### Segmentation labeling entries
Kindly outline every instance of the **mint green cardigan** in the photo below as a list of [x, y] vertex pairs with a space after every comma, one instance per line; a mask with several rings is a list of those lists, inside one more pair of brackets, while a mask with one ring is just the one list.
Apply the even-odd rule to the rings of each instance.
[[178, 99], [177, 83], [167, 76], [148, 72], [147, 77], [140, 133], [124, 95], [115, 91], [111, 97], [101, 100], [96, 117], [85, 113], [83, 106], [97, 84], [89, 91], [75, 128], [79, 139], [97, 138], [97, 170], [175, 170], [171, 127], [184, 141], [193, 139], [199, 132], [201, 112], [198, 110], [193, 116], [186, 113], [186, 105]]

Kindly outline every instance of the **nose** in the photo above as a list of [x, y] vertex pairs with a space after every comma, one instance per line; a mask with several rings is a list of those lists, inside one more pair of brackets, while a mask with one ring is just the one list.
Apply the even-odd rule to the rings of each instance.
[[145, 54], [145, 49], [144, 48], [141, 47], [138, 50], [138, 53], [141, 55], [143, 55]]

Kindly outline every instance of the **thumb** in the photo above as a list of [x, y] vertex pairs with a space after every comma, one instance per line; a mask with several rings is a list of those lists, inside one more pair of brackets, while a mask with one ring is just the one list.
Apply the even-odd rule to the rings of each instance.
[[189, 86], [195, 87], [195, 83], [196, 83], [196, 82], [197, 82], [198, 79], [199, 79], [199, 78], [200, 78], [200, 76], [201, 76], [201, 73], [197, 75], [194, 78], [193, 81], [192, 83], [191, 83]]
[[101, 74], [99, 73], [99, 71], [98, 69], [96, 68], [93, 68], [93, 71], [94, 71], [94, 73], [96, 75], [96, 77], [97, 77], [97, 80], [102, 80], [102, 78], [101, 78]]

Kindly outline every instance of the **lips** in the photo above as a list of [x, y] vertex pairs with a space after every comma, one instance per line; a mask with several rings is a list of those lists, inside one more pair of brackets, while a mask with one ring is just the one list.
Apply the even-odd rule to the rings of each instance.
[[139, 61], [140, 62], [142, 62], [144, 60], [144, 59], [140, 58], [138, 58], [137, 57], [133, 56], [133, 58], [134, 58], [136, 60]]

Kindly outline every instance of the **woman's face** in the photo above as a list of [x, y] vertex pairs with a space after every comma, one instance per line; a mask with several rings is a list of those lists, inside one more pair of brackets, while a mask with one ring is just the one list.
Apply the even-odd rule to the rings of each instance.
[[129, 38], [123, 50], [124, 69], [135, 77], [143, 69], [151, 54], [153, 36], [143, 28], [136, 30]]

### Work to do
Reproduce the lines starting at "Kindly outline every instance of the **lips**" and ending at "58], [136, 60]]", substituting "coordinate pairs" for "vertex pairs" and leaving everything else unchanged.

### Response
Kindly outline every instance of the **lips** in the photo above as a list of [x, y] coordinate pairs with a space after every comma, one instance per line; a mask with several rings is a list of those lists, inside one more pair of brackets, while a mask with one ring is just the one list.
Apply the even-odd rule to the rings of each instance.
[[139, 61], [140, 62], [142, 62], [144, 60], [144, 59], [140, 58], [138, 58], [137, 57], [133, 56], [133, 58], [134, 58], [136, 60]]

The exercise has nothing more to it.